**What you are asked to do**
From the line that includes "phrase -- golden spire" to the last line of the data, quote each line precisely; both boundary lines belong in the answer.

**Exercise material**
========================================

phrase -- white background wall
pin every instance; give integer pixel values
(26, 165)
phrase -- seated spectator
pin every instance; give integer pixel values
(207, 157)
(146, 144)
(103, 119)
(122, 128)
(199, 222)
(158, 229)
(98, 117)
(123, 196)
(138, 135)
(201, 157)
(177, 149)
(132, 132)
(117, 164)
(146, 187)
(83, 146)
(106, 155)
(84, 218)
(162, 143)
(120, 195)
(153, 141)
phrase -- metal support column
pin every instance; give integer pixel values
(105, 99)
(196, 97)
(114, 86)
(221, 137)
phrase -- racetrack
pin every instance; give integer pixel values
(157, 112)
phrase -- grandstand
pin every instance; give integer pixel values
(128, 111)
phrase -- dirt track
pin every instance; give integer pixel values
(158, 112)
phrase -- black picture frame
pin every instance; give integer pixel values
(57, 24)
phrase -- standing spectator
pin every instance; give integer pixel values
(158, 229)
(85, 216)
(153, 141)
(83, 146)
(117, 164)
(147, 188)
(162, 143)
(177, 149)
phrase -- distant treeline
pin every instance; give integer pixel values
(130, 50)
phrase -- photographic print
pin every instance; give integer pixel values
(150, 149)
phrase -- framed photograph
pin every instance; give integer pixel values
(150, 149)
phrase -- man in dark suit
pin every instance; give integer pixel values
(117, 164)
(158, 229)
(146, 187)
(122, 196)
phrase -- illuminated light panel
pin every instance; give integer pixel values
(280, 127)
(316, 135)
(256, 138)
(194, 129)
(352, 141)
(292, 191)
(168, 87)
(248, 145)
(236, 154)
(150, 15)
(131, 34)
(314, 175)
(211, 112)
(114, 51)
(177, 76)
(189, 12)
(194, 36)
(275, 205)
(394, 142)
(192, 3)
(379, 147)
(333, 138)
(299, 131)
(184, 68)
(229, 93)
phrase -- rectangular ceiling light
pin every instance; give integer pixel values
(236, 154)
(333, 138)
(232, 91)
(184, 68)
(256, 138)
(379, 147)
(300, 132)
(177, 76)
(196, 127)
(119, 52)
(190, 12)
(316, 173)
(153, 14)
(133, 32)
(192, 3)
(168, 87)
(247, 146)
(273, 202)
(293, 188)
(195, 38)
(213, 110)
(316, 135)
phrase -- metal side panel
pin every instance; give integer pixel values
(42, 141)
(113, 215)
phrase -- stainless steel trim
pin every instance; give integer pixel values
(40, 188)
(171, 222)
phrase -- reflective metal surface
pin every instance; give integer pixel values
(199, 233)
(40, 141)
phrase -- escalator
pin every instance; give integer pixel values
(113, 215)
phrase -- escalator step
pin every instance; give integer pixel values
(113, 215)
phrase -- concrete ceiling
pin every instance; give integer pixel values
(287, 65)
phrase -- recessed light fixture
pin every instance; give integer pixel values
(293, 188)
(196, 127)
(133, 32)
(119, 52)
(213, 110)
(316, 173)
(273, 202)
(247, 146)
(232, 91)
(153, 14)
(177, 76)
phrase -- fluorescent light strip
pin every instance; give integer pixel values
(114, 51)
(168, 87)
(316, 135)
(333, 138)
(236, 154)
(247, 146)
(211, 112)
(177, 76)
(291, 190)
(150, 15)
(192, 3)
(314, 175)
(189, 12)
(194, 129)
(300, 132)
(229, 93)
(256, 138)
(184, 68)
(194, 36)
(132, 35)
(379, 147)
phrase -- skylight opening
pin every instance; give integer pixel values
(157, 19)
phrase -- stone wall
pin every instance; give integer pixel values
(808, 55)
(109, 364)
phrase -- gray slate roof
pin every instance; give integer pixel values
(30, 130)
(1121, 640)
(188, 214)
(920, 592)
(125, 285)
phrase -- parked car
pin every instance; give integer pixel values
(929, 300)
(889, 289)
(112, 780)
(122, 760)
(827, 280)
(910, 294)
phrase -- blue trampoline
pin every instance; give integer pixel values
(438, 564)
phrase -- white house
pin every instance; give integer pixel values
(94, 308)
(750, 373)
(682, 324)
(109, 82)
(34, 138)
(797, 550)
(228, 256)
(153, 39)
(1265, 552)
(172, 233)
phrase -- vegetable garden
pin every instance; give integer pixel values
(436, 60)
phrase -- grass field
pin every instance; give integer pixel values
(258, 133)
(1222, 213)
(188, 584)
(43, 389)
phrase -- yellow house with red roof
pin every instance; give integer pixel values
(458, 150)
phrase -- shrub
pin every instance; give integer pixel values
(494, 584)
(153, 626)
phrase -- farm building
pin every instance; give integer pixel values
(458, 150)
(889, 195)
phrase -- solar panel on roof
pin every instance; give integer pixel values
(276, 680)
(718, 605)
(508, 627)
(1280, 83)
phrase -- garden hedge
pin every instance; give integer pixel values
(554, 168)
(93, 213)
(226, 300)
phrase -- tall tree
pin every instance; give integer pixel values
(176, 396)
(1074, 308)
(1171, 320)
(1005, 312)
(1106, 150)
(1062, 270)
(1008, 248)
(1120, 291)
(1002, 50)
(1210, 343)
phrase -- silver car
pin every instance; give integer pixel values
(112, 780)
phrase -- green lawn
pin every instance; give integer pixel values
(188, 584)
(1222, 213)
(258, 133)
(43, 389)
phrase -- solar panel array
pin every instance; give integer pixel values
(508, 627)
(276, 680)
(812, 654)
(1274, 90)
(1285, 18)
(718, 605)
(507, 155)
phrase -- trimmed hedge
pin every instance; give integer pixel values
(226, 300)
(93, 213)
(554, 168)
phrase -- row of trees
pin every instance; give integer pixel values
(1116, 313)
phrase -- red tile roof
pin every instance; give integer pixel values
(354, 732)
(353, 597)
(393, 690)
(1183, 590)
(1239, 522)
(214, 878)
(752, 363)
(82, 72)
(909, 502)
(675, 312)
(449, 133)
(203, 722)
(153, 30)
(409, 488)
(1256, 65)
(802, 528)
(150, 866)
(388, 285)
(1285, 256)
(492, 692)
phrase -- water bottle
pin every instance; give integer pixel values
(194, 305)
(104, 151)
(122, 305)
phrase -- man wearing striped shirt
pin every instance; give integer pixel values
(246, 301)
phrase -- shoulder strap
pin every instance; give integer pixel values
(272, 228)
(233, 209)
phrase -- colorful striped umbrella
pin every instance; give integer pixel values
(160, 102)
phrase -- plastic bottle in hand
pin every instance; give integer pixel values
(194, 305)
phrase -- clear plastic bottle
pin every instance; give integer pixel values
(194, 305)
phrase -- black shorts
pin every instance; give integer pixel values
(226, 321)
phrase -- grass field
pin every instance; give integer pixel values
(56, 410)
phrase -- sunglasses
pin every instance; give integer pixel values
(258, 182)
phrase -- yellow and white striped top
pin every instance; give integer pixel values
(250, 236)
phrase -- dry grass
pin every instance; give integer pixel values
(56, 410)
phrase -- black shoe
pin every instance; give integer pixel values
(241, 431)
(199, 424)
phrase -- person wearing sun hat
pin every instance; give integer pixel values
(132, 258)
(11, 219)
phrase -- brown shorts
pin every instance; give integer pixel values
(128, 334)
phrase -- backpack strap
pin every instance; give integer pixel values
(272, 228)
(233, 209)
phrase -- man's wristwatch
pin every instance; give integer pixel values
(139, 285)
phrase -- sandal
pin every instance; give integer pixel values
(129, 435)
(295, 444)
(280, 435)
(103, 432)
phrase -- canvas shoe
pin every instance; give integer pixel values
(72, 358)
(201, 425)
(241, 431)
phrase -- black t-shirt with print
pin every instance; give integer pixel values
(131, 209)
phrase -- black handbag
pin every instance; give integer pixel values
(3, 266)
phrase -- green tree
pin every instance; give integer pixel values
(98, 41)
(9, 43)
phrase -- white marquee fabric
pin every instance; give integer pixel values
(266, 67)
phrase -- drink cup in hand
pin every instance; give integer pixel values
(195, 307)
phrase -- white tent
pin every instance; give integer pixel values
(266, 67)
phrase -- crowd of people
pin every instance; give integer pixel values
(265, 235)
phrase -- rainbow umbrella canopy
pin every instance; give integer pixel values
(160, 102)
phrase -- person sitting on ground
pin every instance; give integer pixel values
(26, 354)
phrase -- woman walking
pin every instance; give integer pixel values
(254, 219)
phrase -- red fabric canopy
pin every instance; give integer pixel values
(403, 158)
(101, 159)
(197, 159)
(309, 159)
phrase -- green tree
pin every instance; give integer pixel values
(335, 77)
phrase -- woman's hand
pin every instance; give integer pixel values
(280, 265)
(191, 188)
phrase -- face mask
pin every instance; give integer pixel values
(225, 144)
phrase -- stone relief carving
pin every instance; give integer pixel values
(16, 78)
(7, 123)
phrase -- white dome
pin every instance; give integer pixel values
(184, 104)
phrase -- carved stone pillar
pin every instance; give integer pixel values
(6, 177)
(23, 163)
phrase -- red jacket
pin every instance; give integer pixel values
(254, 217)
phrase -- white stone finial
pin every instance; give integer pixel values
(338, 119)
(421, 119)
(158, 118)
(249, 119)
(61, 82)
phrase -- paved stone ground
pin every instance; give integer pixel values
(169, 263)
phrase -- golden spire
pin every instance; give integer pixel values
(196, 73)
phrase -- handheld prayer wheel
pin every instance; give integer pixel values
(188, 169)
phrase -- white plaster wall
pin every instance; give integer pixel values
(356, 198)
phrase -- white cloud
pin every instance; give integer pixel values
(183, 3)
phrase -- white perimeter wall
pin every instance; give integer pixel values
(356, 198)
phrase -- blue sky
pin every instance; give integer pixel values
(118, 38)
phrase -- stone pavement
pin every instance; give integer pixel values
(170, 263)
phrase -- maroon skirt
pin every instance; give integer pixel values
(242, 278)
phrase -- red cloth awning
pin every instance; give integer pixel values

========================================

**Response to the task**
phrase -- golden spire
pin every instance; give integer pixel values
(196, 73)
phrase -- handheld prayer wheel
pin every instance; give integer pixel values
(188, 169)
phrase -- white plaster wall
pin every instance; give integer pixel values
(356, 198)
phrase -- white cloud
pin every instance; give integer pixel values
(183, 3)
phrase -- white perimeter wall
pin every instance; give integer pixel values
(356, 198)
phrase -- blue sky
pin every instance; give integer pixel values
(118, 38)
phrase -- stone pavement
pin every instance; give integer pixel values
(170, 263)
phrase -- maroon skirt
pin every instance; give integer pixel values
(242, 278)
phrase -- red cloth awning
pin every instance; give integer pixel values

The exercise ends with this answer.